Vorliegender Text »
--------------------------------------------------
Verdun – das ist mehr als der Name Ihrer Stadt. Verdun – das ist auch eine der fürchterlichsten Schlachten, die die Menschheit erlebt hat. Erbittert kämpften hier vor 100 Jahren Franzosen und Deutsche gegeneinander.

Vor diesem Hintergrund ist Ihr freundlicher, freundschaftlicher Empfang für mich als deutsche Bundeskanzlerin alles andere als selbstverständlich – trotz der inzwischen vielen Jahre, in denen sich unsere beiden Nationen in Freundschaft einander verbunden fühlen. Die Einladung von Staatspräsident François Hollande zum gemeinsamen Gedenken in Verdun ist eine große Ehre für mich und für die Menschen in unserem Land. Deshalb möchte ich mich für die vielen herzlichen Gesten und Worte bedanken, mit denen Sie mich begrüßt haben. Es ist schön und alles andere als selbstverständlich, in freundliche Gesichter blicken zu dürfen an einem so geschichts- und symbolträchtigen Ort wie diesem. Auch wenn es viele Jahre her ist, dass so Schreckliches geschehen ist – dass es heute so ist, wie es ist, bedeutet mir viel.

Es gibt in Frankreich wohl kaum eine Familie, die nicht mit dem Grauen des Krieges in Berührung gekommen ist. Das gilt erst recht für diejenigen, die in Verdun beheimatet waren oder sind. Trotz der Evakuierung der Zivilbevölkerung fanden damals 500 Söhne und Töchter dieser Stadt den Tod. So ist ganz sicher auch unter Ihnen hier der eine oder andere, der von einem leidvollen Kapitel in der eigenen Familiengeschichte zu berichten weiß. Selbst in der Landschaft rund um die Stadt hat der Krieg bis heute seine Spuren hinterlassen. Die Erinnerung ist allgegenwärtig. Wir alle sind dazu aufgerufen, Erinnerung auch künftig wachzuhalten. Denn nur wer die Vergangenheit kennt, kann auch Lehren aus ihr ziehen und eine gute Zukunft gestalten. Daher ist es François Hollande und mir wichtig, gemeinsam mit Schulkindern von hier die Gedenkstätte für die Toten der Stadt zu besuchen.
--------------------------------------------------
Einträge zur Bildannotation
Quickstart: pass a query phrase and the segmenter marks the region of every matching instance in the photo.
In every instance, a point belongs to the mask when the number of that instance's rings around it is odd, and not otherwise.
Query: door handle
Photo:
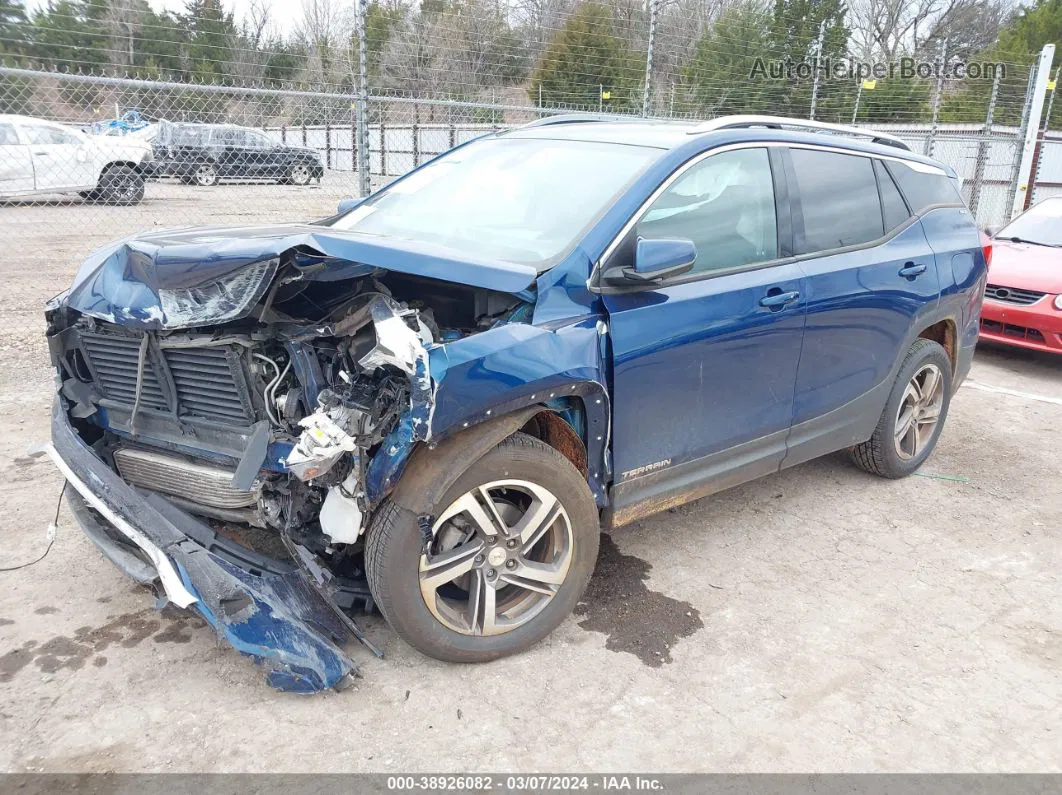
[[[798,298],[800,298],[800,293],[795,290],[790,290],[788,293],[768,294],[759,299],[759,306],[767,307],[768,309],[781,309],[786,304],[792,304]]]

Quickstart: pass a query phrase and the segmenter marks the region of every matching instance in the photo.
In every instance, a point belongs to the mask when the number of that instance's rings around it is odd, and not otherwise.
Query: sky
[[[270,19],[274,33],[290,32],[296,22],[303,18],[302,0],[260,0],[269,8]],[[148,0],[155,11],[183,11],[184,0]],[[25,0],[28,11],[36,11],[48,4],[48,0]],[[342,4],[342,2],[340,3]],[[251,5],[251,0],[222,0],[222,5],[236,13],[236,20],[240,21],[246,14]],[[350,5],[354,5],[350,0]]]

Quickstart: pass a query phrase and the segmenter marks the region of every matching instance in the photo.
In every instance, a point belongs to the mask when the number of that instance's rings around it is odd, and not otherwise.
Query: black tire
[[[101,204],[127,207],[143,201],[143,175],[130,166],[110,166],[100,175],[92,198]]]
[[[280,180],[285,185],[309,185],[313,180],[313,167],[306,162],[293,162]]]
[[[218,167],[212,162],[201,162],[195,167],[195,170],[191,173],[191,179],[193,185],[198,185],[201,188],[210,188],[218,184]]]
[[[940,412],[937,421],[933,424],[930,435],[923,444],[924,446],[910,457],[905,457],[897,449],[900,446],[895,439],[897,426],[900,425],[900,409],[905,402],[908,384],[915,375],[920,374],[927,366],[933,365],[940,373],[943,394],[941,396]],[[861,469],[877,474],[881,478],[906,478],[915,471],[926,459],[932,453],[940,438],[941,429],[947,418],[947,410],[952,402],[952,360],[947,352],[939,343],[932,340],[915,340],[904,358],[904,363],[896,374],[896,381],[892,386],[892,393],[885,404],[881,417],[878,419],[874,434],[860,445],[849,448],[852,461]]]
[[[597,561],[600,525],[594,496],[571,463],[536,438],[515,433],[473,464],[436,506],[499,478],[530,481],[549,489],[568,514],[572,555],[564,582],[541,612],[499,635],[465,635],[439,621],[421,593],[424,548],[416,517],[386,502],[365,539],[369,587],[388,623],[406,642],[447,662],[485,662],[521,652],[549,635],[575,609]]]

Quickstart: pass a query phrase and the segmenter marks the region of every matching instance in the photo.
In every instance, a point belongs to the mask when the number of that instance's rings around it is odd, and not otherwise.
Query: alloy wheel
[[[307,185],[311,178],[310,169],[305,163],[296,163],[291,167],[291,182],[293,185]]]
[[[944,405],[944,377],[936,364],[918,369],[907,382],[896,411],[893,440],[904,461],[918,457],[932,439]]]
[[[218,182],[218,172],[213,166],[203,165],[195,169],[195,184],[209,187]]]
[[[528,481],[466,491],[431,529],[419,561],[421,595],[462,635],[499,635],[541,613],[572,558],[571,522],[560,500]]]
--------------------------------------------------
Aufgabenstellung »
Schreibe aus der Rede zum Gedenken in Verdun alles von „Es gibt in Frankreich“ bis hinunter zu „Stadt zu besuchen.“ erneut ab und ersetze dabei „Evakuierung“ durch „Räumung“.

Lösung »
Es gibt in Frankreich wohl kaum eine Familie, die nicht mit dem Grauen des Krieges in Berührung gekommen ist. Das gilt erst recht für diejenigen, die in Verdun beheimatet waren oder sind. Trotz der Räumung der Zivilbevölkerung fanden damals 500 Söhne und Töchter dieser Stadt den Tod. So ist ganz sicher auch unter Ihnen hier der eine oder andere, der von einem leidvollen Kapitel in der eigenen Familiengeschichte zu berichten weiß. Selbst in der Landschaft rund um die Stadt hat der Krieg bis heute seine Spuren hinterlassen. Die Erinnerung ist allgegenwärtig. Wir alle sind dazu aufgerufen, Erinnerung auch künftig wachzuhalten. Denn nur wer die Vergangenheit kennt, kann auch Lehren aus ihr ziehen und eine gute Zukunft gestalten. Daher ist es François Hollande und mir wichtig, gemeinsam mit Schulkindern von hier die Gedenkstätte für die Toten der Stadt zu besuchen.